» **Instructions to follow**
Using the data below, return every line that holds the word "tent".

----------------------------------------

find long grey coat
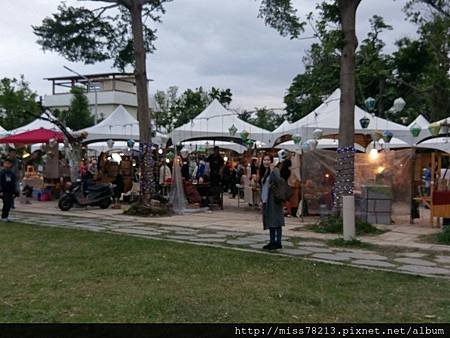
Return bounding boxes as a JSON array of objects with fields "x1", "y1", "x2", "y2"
[{"x1": 262, "y1": 168, "x2": 285, "y2": 229}]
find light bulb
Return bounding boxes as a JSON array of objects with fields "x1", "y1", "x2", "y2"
[
  {"x1": 369, "y1": 148, "x2": 379, "y2": 161},
  {"x1": 165, "y1": 158, "x2": 170, "y2": 163},
  {"x1": 224, "y1": 156, "x2": 228, "y2": 162},
  {"x1": 158, "y1": 149, "x2": 163, "y2": 154}
]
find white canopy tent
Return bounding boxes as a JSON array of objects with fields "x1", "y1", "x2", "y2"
[
  {"x1": 81, "y1": 105, "x2": 166, "y2": 145},
  {"x1": 409, "y1": 114, "x2": 430, "y2": 129},
  {"x1": 171, "y1": 99, "x2": 272, "y2": 145},
  {"x1": 273, "y1": 89, "x2": 419, "y2": 147},
  {"x1": 181, "y1": 140, "x2": 248, "y2": 154},
  {"x1": 278, "y1": 139, "x2": 366, "y2": 153},
  {"x1": 9, "y1": 111, "x2": 64, "y2": 135},
  {"x1": 273, "y1": 120, "x2": 291, "y2": 134}
]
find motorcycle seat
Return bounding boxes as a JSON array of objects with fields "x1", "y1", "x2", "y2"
[{"x1": 87, "y1": 185, "x2": 110, "y2": 191}]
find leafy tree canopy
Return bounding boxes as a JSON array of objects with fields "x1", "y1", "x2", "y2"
[
  {"x1": 33, "y1": 1, "x2": 170, "y2": 71},
  {"x1": 153, "y1": 87, "x2": 233, "y2": 132},
  {"x1": 239, "y1": 107, "x2": 284, "y2": 131},
  {"x1": 0, "y1": 76, "x2": 40, "y2": 131}
]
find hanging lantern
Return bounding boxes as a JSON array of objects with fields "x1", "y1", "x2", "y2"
[
  {"x1": 312, "y1": 128, "x2": 323, "y2": 140},
  {"x1": 240, "y1": 130, "x2": 249, "y2": 141},
  {"x1": 364, "y1": 97, "x2": 376, "y2": 111},
  {"x1": 359, "y1": 116, "x2": 370, "y2": 129},
  {"x1": 393, "y1": 97, "x2": 406, "y2": 113},
  {"x1": 382, "y1": 130, "x2": 393, "y2": 143},
  {"x1": 301, "y1": 142, "x2": 310, "y2": 153},
  {"x1": 372, "y1": 130, "x2": 382, "y2": 142},
  {"x1": 410, "y1": 123, "x2": 422, "y2": 138},
  {"x1": 127, "y1": 139, "x2": 135, "y2": 148},
  {"x1": 180, "y1": 148, "x2": 189, "y2": 159},
  {"x1": 246, "y1": 140, "x2": 254, "y2": 149},
  {"x1": 428, "y1": 123, "x2": 441, "y2": 137},
  {"x1": 228, "y1": 124, "x2": 238, "y2": 136},
  {"x1": 107, "y1": 139, "x2": 114, "y2": 149},
  {"x1": 307, "y1": 139, "x2": 318, "y2": 151},
  {"x1": 166, "y1": 151, "x2": 175, "y2": 160},
  {"x1": 292, "y1": 134, "x2": 302, "y2": 145}
]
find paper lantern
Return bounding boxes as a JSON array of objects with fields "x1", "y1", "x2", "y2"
[
  {"x1": 301, "y1": 142, "x2": 310, "y2": 153},
  {"x1": 428, "y1": 123, "x2": 441, "y2": 137},
  {"x1": 393, "y1": 97, "x2": 406, "y2": 113},
  {"x1": 107, "y1": 139, "x2": 114, "y2": 149},
  {"x1": 228, "y1": 124, "x2": 237, "y2": 136},
  {"x1": 307, "y1": 139, "x2": 318, "y2": 151},
  {"x1": 372, "y1": 130, "x2": 382, "y2": 142},
  {"x1": 382, "y1": 131, "x2": 393, "y2": 143},
  {"x1": 364, "y1": 97, "x2": 376, "y2": 111},
  {"x1": 240, "y1": 130, "x2": 249, "y2": 141},
  {"x1": 166, "y1": 151, "x2": 175, "y2": 160},
  {"x1": 410, "y1": 123, "x2": 422, "y2": 138},
  {"x1": 127, "y1": 139, "x2": 135, "y2": 148},
  {"x1": 180, "y1": 148, "x2": 190, "y2": 159},
  {"x1": 312, "y1": 128, "x2": 323, "y2": 140},
  {"x1": 359, "y1": 116, "x2": 370, "y2": 129},
  {"x1": 292, "y1": 134, "x2": 302, "y2": 145}
]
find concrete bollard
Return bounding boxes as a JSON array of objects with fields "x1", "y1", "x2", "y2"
[{"x1": 343, "y1": 195, "x2": 355, "y2": 241}]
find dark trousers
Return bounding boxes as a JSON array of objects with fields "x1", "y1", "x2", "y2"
[
  {"x1": 2, "y1": 194, "x2": 14, "y2": 219},
  {"x1": 269, "y1": 227, "x2": 282, "y2": 244}
]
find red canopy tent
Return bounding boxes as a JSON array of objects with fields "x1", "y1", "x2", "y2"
[{"x1": 0, "y1": 128, "x2": 65, "y2": 144}]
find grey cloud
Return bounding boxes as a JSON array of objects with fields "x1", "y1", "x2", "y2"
[{"x1": 0, "y1": 0, "x2": 418, "y2": 111}]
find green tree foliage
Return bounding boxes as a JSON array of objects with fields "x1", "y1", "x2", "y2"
[
  {"x1": 0, "y1": 76, "x2": 40, "y2": 130},
  {"x1": 240, "y1": 107, "x2": 284, "y2": 131},
  {"x1": 33, "y1": 1, "x2": 168, "y2": 71},
  {"x1": 283, "y1": 0, "x2": 450, "y2": 124},
  {"x1": 153, "y1": 87, "x2": 233, "y2": 131},
  {"x1": 65, "y1": 86, "x2": 95, "y2": 131}
]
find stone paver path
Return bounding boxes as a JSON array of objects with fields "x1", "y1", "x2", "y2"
[{"x1": 9, "y1": 211, "x2": 450, "y2": 280}]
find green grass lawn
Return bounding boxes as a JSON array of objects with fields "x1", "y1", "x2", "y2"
[{"x1": 1, "y1": 222, "x2": 450, "y2": 323}]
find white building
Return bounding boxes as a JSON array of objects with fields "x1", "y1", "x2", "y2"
[{"x1": 42, "y1": 72, "x2": 158, "y2": 122}]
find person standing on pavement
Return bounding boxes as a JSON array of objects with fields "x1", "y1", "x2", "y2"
[
  {"x1": 259, "y1": 154, "x2": 285, "y2": 250},
  {"x1": 0, "y1": 158, "x2": 20, "y2": 222},
  {"x1": 7, "y1": 149, "x2": 22, "y2": 209}
]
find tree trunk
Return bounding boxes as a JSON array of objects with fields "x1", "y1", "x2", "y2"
[
  {"x1": 334, "y1": 0, "x2": 360, "y2": 209},
  {"x1": 130, "y1": 0, "x2": 154, "y2": 208}
]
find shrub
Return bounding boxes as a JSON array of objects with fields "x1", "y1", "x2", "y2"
[{"x1": 311, "y1": 215, "x2": 383, "y2": 235}]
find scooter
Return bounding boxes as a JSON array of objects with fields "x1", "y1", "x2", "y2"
[{"x1": 58, "y1": 179, "x2": 114, "y2": 211}]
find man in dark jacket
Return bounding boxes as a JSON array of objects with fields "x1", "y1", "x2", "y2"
[{"x1": 0, "y1": 158, "x2": 19, "y2": 221}]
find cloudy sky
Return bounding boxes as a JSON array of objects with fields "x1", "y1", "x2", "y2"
[{"x1": 0, "y1": 0, "x2": 418, "y2": 111}]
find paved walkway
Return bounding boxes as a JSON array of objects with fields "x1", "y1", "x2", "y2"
[{"x1": 10, "y1": 204, "x2": 450, "y2": 280}]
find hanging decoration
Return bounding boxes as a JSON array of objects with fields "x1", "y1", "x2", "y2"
[
  {"x1": 246, "y1": 139, "x2": 254, "y2": 150},
  {"x1": 410, "y1": 123, "x2": 422, "y2": 138},
  {"x1": 166, "y1": 151, "x2": 175, "y2": 161},
  {"x1": 292, "y1": 134, "x2": 302, "y2": 145},
  {"x1": 393, "y1": 97, "x2": 406, "y2": 113},
  {"x1": 359, "y1": 116, "x2": 370, "y2": 129},
  {"x1": 333, "y1": 146, "x2": 356, "y2": 208},
  {"x1": 371, "y1": 130, "x2": 382, "y2": 142},
  {"x1": 180, "y1": 148, "x2": 189, "y2": 159},
  {"x1": 428, "y1": 123, "x2": 441, "y2": 137},
  {"x1": 301, "y1": 142, "x2": 310, "y2": 153},
  {"x1": 364, "y1": 97, "x2": 376, "y2": 111},
  {"x1": 307, "y1": 139, "x2": 318, "y2": 151},
  {"x1": 107, "y1": 139, "x2": 114, "y2": 149},
  {"x1": 240, "y1": 130, "x2": 249, "y2": 141},
  {"x1": 127, "y1": 139, "x2": 135, "y2": 148},
  {"x1": 382, "y1": 130, "x2": 393, "y2": 143},
  {"x1": 312, "y1": 128, "x2": 323, "y2": 140},
  {"x1": 228, "y1": 124, "x2": 237, "y2": 136}
]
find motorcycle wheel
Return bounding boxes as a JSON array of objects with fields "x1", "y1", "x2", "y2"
[
  {"x1": 99, "y1": 198, "x2": 112, "y2": 209},
  {"x1": 59, "y1": 196, "x2": 74, "y2": 211}
]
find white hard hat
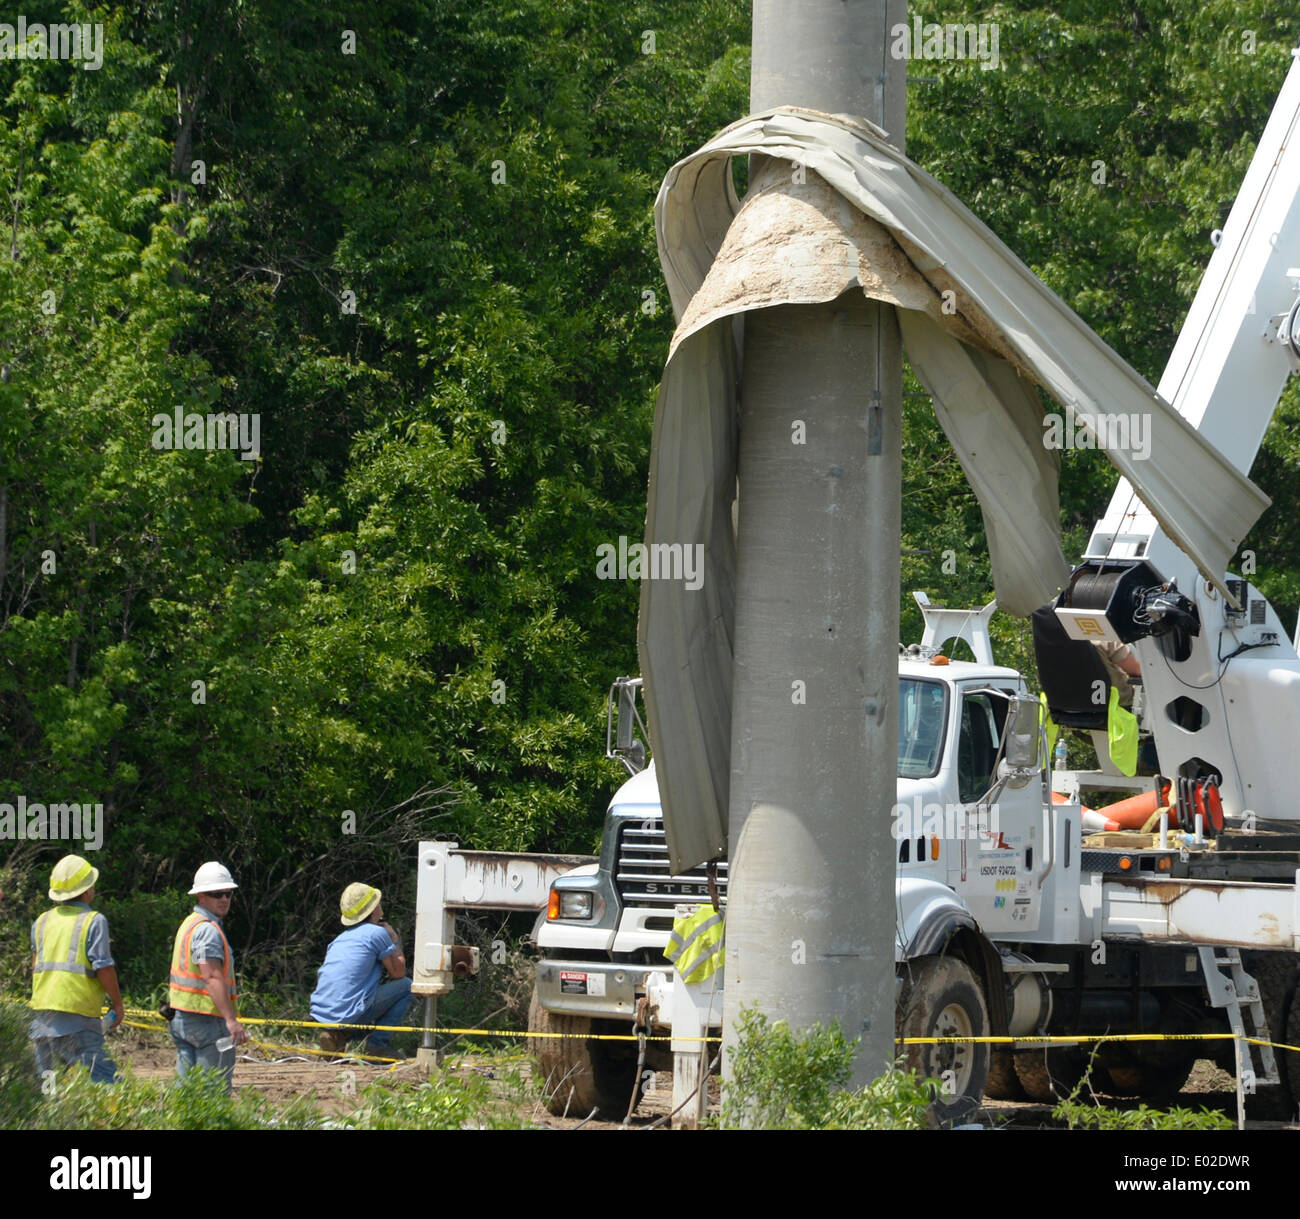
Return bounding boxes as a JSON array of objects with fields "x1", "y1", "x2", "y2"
[{"x1": 189, "y1": 861, "x2": 238, "y2": 895}]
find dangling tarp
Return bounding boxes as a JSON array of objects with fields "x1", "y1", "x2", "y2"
[{"x1": 639, "y1": 107, "x2": 1270, "y2": 874}]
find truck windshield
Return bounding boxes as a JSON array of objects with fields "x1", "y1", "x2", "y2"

----------------------------------------

» **Response area**
find white canopy tent
find red canopy tent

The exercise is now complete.